PROBLEM DESCRIPTION:
Starting with the line that holds "Kindly segment every instance of the bowl", copy out each remaining line of the listing below, up to and including the last one, and include nothing else.

Stored items from a collection
------------------------------
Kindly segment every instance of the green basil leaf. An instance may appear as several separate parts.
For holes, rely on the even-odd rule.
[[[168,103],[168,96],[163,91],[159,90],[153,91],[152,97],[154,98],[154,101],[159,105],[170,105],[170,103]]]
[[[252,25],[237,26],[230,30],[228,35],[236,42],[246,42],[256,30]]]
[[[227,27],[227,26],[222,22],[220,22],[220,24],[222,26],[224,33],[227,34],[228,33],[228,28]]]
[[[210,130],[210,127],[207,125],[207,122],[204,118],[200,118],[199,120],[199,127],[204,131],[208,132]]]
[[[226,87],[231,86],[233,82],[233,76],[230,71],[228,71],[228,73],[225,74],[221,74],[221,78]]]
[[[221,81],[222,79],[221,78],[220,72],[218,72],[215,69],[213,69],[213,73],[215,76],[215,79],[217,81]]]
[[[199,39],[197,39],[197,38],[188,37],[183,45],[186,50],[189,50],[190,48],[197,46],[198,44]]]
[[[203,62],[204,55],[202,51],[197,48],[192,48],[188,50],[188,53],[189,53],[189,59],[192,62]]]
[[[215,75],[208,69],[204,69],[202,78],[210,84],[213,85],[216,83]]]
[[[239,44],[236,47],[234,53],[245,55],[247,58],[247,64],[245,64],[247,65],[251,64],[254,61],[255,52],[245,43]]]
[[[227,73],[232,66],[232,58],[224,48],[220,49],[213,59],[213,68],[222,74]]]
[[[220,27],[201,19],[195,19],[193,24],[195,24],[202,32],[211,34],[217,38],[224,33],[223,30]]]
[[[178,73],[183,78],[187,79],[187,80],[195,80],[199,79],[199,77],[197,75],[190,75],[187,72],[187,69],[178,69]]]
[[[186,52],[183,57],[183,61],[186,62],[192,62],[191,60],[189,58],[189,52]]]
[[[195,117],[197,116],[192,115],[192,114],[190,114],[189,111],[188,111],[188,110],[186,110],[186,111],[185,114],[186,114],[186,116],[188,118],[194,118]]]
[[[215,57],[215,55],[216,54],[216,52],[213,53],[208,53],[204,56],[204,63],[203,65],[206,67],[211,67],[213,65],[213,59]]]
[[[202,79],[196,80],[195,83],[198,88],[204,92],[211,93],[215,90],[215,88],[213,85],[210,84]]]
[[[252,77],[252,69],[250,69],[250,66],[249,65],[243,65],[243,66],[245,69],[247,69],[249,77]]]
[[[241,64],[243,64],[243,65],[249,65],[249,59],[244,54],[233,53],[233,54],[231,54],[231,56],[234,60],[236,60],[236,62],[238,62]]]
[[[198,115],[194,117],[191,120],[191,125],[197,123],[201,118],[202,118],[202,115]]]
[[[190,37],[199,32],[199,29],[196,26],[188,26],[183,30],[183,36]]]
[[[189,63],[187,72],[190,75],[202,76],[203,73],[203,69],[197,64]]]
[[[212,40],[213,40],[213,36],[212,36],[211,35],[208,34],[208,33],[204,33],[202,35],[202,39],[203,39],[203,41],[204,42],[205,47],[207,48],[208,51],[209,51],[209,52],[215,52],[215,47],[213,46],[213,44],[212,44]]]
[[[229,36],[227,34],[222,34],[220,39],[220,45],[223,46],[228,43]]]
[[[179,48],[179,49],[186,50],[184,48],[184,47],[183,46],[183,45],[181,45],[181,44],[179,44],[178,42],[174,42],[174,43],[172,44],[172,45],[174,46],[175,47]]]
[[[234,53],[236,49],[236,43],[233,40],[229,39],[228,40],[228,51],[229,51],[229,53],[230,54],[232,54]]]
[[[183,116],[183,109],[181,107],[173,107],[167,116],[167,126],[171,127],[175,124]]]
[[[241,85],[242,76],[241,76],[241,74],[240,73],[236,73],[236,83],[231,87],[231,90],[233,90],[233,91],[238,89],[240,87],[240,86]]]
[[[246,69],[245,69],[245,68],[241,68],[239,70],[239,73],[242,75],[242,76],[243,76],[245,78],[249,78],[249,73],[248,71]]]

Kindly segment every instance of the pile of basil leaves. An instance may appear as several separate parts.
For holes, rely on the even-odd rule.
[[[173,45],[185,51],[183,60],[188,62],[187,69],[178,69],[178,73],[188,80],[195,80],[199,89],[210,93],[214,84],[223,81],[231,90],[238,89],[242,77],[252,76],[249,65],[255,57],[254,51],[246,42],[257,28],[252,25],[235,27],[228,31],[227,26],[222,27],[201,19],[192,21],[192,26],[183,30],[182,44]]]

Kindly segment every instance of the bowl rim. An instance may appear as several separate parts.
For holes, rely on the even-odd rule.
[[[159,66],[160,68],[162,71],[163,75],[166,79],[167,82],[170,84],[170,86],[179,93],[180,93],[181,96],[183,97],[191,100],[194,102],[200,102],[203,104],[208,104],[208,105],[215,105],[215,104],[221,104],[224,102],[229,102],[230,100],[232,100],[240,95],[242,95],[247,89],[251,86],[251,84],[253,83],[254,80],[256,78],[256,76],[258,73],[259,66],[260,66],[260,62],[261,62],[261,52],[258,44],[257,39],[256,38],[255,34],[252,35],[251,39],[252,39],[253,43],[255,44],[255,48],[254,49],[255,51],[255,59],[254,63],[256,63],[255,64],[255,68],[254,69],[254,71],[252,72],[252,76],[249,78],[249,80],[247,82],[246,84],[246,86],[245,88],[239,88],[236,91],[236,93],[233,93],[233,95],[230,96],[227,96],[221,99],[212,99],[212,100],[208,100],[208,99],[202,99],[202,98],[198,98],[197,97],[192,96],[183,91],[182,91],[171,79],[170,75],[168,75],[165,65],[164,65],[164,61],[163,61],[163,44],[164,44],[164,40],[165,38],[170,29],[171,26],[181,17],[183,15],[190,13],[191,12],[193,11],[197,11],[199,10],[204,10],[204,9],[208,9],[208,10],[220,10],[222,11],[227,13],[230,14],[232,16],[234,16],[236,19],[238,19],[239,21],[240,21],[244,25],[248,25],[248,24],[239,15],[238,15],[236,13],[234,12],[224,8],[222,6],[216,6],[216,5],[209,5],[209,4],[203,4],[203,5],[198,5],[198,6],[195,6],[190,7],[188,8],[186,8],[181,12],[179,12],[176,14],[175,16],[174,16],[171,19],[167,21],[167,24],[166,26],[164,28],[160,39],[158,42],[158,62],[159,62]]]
------------------------------
EXERCISE OUTPUT:
Kindly segment every instance of the bowl rim. An instance may appear as several separate parts.
For holes, rely on the even-odd rule.
[[[159,66],[160,68],[162,71],[163,75],[166,79],[167,82],[170,84],[170,86],[179,93],[180,93],[181,96],[183,97],[191,100],[194,102],[200,102],[203,104],[208,104],[208,105],[215,105],[215,104],[221,104],[224,102],[229,102],[230,100],[232,100],[240,95],[242,95],[247,89],[251,86],[251,84],[253,83],[254,80],[256,78],[256,76],[258,73],[259,66],[260,66],[260,62],[261,62],[261,52],[258,44],[257,39],[256,38],[255,34],[252,35],[251,39],[252,39],[253,43],[255,44],[255,48],[254,49],[255,51],[255,59],[254,63],[256,63],[255,64],[255,68],[254,69],[254,71],[252,72],[252,76],[249,78],[249,80],[247,82],[246,84],[246,86],[245,88],[239,88],[236,91],[236,93],[233,93],[233,95],[230,96],[227,96],[221,99],[212,99],[212,100],[208,100],[208,99],[202,99],[202,98],[198,98],[197,97],[192,96],[183,91],[182,91],[171,79],[170,75],[168,75],[165,65],[164,65],[164,61],[163,61],[163,44],[164,44],[164,40],[165,38],[170,29],[171,26],[181,17],[183,15],[190,13],[191,12],[193,11],[197,11],[199,10],[204,10],[204,9],[208,9],[208,10],[220,10],[222,11],[227,13],[230,14],[232,16],[234,16],[236,19],[238,19],[239,21],[240,21],[244,25],[248,25],[248,24],[239,15],[238,15],[236,13],[234,12],[224,8],[222,6],[216,6],[216,5],[209,5],[209,4],[203,4],[203,5],[198,5],[198,6],[195,6],[190,7],[188,8],[186,8],[181,12],[179,12],[176,14],[175,16],[174,16],[171,19],[167,21],[167,24],[166,26],[164,28],[160,39],[158,42],[158,62],[159,62]]]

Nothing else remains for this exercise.